Assignment >> Going down the data below, set down exactly the line with "the yellow dump" and each line after it through the line with "of the sandy"; no other lines.
[[ Stored data open ]]
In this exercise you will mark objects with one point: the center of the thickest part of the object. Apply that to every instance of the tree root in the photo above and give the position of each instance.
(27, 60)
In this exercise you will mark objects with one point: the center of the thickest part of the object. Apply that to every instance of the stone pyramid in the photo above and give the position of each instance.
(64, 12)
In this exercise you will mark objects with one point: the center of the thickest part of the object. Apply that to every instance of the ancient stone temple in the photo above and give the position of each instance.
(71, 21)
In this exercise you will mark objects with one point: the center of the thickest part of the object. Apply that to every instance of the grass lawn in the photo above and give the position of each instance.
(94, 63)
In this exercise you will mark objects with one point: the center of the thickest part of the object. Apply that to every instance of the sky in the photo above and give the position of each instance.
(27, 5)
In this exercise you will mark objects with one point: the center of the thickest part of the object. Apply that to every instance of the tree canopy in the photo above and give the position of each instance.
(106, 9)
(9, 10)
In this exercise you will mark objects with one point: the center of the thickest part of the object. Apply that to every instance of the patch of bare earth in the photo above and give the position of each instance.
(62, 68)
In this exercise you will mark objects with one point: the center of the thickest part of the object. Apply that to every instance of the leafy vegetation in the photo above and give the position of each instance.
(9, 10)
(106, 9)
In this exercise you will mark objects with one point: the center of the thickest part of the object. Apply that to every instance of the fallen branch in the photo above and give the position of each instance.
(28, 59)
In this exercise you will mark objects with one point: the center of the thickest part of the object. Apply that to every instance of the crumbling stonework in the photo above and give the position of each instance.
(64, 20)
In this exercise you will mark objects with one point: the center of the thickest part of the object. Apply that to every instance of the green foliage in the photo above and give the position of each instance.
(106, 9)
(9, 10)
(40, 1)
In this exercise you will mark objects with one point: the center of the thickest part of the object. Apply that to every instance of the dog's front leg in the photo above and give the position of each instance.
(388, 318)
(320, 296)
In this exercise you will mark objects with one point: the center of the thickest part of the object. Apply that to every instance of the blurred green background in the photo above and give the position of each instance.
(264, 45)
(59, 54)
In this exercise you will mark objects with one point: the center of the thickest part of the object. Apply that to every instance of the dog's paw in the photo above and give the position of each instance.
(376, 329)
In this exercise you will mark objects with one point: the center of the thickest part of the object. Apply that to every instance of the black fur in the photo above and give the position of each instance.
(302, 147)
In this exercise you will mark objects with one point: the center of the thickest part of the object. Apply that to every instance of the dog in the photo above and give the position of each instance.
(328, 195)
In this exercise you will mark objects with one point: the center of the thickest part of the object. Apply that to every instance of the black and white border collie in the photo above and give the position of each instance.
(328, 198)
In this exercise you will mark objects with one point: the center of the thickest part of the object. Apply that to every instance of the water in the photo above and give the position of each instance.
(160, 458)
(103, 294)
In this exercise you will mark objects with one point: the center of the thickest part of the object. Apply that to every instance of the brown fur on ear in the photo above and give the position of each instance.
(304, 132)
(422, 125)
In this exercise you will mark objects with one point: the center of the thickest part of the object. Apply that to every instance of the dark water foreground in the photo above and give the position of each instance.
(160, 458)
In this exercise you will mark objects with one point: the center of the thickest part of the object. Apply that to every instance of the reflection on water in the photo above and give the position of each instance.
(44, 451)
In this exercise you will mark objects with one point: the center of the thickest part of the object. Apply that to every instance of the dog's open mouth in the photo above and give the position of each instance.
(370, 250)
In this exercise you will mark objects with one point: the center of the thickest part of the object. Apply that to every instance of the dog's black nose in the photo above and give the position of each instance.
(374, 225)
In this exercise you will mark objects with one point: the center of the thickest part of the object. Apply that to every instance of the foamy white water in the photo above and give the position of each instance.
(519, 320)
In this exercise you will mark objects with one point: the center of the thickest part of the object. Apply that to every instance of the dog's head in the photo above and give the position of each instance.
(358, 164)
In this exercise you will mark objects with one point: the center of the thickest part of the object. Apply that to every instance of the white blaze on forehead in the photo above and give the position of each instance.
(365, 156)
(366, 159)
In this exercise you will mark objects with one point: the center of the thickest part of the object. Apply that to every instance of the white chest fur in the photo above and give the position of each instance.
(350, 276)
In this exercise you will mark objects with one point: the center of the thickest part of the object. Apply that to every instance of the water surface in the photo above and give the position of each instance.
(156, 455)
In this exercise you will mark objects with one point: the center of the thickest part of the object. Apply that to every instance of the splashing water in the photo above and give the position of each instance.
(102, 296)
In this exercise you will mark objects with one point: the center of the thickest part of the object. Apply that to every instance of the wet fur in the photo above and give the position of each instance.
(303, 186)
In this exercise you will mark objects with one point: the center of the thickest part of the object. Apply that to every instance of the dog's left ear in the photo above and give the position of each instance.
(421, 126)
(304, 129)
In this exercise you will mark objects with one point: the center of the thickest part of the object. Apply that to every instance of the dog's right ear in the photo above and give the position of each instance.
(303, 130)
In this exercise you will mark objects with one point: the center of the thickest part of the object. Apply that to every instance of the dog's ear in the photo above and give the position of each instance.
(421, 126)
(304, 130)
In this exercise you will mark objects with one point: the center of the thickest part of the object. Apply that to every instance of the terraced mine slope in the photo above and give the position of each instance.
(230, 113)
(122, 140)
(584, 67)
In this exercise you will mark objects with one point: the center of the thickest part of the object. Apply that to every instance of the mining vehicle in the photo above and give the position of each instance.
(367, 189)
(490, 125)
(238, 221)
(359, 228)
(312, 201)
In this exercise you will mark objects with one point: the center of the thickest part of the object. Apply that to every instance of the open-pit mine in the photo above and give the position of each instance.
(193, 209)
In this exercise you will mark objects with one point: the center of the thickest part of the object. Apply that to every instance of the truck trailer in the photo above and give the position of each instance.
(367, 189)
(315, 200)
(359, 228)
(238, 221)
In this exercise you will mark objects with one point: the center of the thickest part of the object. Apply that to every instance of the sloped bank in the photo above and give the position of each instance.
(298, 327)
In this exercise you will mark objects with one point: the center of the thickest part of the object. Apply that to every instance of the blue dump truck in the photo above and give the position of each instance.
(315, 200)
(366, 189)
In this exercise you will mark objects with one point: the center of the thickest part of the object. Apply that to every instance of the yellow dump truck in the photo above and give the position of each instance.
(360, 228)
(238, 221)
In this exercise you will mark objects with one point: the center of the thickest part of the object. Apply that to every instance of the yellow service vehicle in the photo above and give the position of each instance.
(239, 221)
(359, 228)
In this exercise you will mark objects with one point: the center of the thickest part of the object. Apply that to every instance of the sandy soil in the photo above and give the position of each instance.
[[ Stored data closed ]]
[[ Stored data open ]]
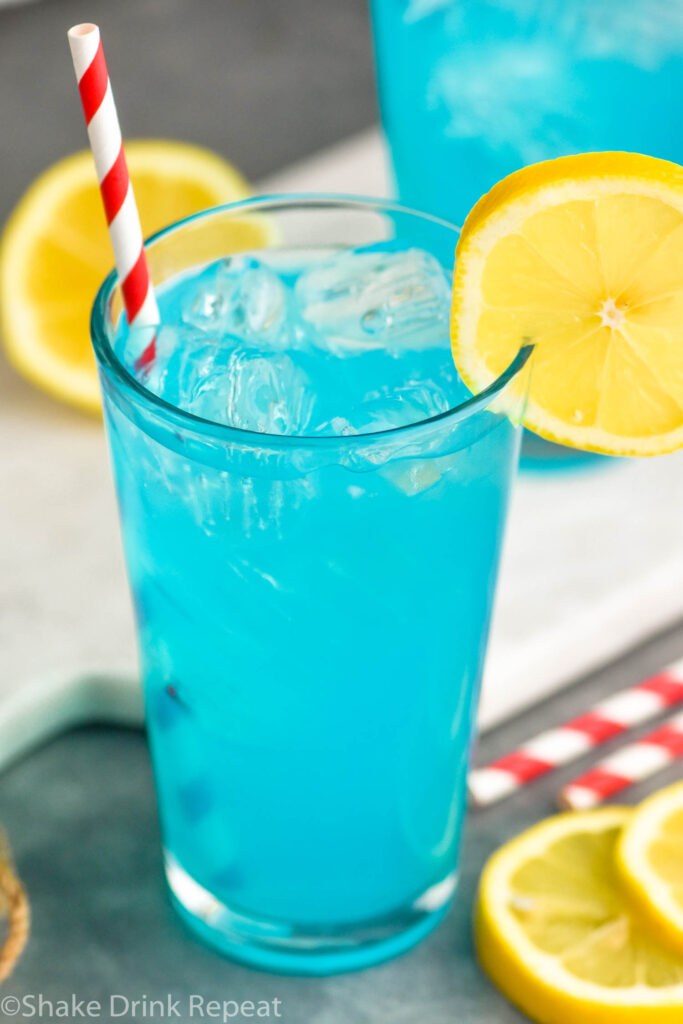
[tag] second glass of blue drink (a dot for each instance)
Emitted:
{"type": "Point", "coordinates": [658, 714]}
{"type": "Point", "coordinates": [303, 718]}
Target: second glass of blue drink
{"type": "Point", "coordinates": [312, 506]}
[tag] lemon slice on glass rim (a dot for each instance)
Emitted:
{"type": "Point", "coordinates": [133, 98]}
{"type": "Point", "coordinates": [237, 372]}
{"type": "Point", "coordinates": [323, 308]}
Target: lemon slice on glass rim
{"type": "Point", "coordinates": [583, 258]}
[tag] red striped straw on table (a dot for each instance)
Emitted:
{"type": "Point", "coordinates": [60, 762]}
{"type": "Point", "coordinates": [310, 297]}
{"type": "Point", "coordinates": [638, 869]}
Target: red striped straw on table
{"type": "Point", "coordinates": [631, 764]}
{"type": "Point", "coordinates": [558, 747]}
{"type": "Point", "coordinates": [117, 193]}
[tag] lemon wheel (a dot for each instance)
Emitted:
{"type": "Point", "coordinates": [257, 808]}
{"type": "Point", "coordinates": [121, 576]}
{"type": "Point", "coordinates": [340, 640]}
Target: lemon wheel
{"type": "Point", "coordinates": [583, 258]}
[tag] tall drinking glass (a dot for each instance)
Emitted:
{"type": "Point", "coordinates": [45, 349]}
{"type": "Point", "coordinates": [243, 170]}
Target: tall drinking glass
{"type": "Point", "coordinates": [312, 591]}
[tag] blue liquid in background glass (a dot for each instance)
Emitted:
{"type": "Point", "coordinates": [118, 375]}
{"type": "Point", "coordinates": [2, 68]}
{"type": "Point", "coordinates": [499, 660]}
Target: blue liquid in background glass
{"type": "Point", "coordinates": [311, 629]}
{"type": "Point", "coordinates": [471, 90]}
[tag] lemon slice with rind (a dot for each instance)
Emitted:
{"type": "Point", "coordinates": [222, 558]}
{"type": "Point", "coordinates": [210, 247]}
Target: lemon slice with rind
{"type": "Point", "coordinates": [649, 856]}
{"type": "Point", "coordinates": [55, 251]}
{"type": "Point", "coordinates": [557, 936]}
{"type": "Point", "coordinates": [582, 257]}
[[ Stored data closed ]]
Expected answer >>
In this exercise you will mark objects with one point: the center of the thickest part of the object. Apply that to every instance of the yellow dump truck in the photo above and give the position of each instance.
(360, 228)
(238, 221)
In this exercise you will mark objects with one point: the center of the thickest part of the object. Apply that to every instance of the yellow service vehicle in the photo above and give the position of each instance.
(239, 221)
(359, 228)
In this exercise you will mark objects with one point: the center of the thickest part of the object. Apply that to every instance of the sandy soil in the photo above and give the position of each instance.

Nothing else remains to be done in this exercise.